* _EXERCISE DIRECTIONS_:
In the data below, rewrite everything from the line containing "Reviewer note: confirm that every instance of the man" down to the line containing "<point>388,173</point>", with "dark jacket" changed to "black coat" and all else unchanged.

* _STORED ROWS_:
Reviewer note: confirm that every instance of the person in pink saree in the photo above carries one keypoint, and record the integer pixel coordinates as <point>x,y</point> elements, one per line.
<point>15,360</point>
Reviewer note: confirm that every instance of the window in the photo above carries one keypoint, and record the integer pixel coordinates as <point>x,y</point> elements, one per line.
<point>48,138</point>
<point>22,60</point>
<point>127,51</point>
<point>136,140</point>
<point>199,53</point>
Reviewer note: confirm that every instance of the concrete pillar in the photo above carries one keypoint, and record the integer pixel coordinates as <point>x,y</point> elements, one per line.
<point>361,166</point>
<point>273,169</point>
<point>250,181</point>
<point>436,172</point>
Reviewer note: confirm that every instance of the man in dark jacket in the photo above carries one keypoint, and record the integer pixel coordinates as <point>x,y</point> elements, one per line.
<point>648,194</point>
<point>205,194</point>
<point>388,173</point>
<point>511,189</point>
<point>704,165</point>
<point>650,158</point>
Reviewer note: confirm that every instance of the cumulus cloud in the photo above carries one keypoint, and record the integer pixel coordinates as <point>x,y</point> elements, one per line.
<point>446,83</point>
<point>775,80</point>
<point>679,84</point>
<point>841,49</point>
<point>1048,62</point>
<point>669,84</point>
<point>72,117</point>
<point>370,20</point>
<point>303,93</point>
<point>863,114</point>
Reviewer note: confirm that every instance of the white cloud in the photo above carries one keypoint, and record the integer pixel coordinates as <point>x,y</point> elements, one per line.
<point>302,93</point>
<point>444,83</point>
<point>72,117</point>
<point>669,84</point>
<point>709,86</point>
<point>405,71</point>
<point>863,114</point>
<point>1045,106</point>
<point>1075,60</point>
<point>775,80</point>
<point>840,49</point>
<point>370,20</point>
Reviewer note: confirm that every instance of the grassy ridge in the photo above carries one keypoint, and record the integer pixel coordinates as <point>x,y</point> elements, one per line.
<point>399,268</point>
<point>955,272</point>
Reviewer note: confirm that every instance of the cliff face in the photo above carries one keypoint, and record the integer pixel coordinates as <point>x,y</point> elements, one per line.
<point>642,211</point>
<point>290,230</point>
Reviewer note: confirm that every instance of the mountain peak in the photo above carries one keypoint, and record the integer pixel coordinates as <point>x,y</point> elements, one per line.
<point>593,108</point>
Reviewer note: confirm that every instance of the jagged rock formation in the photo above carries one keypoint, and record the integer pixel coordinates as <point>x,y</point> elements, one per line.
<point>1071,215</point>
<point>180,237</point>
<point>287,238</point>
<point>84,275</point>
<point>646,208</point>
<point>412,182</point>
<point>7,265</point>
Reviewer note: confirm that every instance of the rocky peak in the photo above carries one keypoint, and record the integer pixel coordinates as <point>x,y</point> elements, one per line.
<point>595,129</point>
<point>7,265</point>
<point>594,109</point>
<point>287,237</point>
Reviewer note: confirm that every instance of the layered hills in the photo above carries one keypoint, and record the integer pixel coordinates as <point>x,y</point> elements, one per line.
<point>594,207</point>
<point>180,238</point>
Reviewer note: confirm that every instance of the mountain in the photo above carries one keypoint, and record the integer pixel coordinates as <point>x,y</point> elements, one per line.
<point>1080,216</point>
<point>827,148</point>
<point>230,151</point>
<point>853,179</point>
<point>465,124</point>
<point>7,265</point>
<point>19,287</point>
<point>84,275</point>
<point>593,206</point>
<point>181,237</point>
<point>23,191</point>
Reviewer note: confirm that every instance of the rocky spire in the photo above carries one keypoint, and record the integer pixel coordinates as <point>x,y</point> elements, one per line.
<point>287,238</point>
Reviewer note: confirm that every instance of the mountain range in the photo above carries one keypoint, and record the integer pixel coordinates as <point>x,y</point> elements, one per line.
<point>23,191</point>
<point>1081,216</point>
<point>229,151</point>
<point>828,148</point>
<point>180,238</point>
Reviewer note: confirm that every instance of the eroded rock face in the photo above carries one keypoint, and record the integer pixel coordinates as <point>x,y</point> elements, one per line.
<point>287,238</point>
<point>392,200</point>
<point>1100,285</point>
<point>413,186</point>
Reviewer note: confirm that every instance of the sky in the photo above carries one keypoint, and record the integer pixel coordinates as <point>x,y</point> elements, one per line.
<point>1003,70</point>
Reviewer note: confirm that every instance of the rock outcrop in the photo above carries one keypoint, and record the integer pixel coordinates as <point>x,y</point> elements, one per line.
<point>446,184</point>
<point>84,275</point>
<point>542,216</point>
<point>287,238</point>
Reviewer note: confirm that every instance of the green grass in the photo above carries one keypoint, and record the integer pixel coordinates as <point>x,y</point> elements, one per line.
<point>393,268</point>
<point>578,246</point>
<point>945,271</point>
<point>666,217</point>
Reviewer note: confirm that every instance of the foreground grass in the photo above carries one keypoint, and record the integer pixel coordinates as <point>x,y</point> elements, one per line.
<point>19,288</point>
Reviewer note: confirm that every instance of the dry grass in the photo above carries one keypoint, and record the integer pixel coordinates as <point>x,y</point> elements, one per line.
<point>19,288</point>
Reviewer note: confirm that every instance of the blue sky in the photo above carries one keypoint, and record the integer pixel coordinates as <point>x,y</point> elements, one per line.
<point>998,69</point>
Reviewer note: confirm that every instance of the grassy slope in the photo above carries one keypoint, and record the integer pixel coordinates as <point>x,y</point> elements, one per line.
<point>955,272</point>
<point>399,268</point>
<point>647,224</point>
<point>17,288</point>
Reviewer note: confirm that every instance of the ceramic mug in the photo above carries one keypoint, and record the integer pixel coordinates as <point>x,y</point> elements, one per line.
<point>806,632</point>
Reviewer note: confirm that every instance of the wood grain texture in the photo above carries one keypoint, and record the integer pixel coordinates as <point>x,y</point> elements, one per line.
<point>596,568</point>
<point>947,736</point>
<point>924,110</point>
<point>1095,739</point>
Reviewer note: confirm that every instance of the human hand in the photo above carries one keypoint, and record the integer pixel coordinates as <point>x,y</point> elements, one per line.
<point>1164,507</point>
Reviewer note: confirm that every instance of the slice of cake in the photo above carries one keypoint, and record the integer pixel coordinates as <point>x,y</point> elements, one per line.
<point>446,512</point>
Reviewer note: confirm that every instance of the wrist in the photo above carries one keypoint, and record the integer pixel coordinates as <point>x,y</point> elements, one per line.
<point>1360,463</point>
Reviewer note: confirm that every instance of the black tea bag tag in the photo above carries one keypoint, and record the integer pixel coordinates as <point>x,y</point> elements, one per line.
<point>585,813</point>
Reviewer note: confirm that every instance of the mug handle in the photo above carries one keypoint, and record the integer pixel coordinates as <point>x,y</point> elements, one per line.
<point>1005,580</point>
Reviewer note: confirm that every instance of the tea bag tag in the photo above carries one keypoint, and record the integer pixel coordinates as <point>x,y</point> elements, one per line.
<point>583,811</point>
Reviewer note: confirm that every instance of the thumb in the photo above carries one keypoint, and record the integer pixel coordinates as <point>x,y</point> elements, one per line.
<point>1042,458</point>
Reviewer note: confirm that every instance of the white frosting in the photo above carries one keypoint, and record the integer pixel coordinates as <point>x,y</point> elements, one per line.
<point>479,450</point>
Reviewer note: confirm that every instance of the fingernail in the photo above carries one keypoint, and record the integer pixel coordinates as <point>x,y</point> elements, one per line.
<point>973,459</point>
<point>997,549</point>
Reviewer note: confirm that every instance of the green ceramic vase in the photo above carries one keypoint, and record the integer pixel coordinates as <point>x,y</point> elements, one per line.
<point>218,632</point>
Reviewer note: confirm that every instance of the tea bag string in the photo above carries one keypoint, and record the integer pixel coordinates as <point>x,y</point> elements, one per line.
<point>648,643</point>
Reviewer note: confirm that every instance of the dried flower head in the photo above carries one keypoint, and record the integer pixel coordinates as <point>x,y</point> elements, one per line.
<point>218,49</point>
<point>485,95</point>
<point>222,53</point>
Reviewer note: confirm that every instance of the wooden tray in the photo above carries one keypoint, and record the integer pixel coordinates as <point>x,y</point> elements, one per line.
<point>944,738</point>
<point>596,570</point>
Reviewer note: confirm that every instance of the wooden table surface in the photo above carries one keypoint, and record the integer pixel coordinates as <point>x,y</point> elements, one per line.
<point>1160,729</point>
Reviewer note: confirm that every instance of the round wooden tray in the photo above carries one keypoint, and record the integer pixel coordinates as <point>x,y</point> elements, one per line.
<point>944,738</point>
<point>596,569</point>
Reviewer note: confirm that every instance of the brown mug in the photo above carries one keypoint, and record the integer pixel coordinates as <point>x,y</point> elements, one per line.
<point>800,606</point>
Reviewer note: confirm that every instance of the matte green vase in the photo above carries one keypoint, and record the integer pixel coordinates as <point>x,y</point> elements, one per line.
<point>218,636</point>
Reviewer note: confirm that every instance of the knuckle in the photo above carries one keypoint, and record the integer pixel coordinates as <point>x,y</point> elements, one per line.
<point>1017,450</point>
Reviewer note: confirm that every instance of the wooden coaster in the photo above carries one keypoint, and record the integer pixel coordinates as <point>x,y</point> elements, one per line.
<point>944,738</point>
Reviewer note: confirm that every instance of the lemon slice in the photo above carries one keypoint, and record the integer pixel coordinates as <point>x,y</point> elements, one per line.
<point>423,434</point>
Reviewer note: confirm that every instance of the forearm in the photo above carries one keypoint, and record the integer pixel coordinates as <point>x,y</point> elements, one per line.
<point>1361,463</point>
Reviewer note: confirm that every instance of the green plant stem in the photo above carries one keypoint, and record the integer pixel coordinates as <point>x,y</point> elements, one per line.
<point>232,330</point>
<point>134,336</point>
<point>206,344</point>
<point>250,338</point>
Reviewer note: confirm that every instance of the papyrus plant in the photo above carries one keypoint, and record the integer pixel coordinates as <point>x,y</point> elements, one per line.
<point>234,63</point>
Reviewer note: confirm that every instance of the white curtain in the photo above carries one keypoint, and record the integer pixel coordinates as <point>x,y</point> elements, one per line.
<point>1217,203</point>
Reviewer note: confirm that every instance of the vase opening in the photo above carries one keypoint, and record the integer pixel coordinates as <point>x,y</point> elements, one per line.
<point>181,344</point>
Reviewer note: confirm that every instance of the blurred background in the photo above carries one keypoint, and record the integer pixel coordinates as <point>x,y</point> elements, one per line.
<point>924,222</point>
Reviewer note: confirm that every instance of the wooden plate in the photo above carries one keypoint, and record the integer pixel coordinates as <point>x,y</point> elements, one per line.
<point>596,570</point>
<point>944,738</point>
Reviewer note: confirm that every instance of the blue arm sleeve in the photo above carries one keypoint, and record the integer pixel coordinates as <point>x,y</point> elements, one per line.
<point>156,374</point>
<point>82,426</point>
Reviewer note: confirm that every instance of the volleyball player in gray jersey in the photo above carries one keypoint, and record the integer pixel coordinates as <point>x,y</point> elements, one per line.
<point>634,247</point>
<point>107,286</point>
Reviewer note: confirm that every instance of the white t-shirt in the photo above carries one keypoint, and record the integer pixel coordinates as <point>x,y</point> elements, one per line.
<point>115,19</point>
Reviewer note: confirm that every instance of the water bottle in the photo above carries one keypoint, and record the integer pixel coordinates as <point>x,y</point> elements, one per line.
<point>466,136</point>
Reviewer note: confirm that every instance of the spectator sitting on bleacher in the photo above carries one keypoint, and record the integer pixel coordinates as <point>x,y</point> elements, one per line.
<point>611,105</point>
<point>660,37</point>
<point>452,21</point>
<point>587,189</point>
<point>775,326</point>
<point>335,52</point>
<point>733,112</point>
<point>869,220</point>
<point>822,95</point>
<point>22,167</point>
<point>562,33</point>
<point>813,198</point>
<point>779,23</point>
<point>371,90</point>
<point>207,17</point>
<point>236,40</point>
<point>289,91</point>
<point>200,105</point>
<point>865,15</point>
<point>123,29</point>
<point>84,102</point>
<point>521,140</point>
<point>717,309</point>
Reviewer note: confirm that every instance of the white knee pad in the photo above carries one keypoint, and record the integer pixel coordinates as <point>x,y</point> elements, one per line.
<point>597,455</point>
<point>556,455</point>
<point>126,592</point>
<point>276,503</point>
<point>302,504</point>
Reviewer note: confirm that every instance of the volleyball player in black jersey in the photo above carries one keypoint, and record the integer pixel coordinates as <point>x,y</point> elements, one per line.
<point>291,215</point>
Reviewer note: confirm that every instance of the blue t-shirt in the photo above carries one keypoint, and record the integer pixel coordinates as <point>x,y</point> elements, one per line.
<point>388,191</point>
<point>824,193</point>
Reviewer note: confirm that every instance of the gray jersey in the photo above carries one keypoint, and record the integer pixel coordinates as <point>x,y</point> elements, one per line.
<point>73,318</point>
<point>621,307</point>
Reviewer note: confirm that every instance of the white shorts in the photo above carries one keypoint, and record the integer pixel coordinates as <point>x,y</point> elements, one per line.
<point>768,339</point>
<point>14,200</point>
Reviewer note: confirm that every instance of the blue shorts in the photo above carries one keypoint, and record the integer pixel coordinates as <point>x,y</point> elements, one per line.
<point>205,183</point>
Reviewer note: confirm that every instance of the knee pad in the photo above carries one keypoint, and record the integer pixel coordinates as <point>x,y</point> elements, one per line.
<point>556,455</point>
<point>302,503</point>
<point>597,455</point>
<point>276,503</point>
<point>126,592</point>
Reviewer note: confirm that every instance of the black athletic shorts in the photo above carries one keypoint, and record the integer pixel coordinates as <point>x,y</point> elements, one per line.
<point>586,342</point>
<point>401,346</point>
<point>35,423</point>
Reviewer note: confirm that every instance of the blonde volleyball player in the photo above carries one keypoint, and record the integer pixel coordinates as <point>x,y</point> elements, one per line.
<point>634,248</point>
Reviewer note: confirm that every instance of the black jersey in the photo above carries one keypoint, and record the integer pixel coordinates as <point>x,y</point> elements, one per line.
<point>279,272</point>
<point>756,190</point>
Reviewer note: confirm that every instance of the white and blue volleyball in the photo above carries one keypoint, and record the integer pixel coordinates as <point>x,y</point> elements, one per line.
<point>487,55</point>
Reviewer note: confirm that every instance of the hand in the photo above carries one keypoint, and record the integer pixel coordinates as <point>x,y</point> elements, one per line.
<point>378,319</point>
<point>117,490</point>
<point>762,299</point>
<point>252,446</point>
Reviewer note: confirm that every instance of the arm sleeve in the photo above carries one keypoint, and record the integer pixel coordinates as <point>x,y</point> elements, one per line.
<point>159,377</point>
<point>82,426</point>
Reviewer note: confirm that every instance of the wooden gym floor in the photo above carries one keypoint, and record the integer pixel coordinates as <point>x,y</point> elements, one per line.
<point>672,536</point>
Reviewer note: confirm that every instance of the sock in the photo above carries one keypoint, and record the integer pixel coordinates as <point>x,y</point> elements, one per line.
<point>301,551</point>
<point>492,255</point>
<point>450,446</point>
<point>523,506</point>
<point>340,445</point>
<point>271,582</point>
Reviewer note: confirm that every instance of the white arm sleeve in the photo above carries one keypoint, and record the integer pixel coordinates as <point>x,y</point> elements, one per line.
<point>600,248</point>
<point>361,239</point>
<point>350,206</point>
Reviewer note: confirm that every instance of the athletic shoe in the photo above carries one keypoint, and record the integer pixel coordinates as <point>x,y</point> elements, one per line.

* _SOLUTION TO THIS EXERCISE_:
Reviewer note: confirm that every instance of the man in black coat in the photo above carries one keypoint, and record the integer pixel coordinates as <point>x,y</point> elements, one per line.
<point>648,194</point>
<point>205,194</point>
<point>388,173</point>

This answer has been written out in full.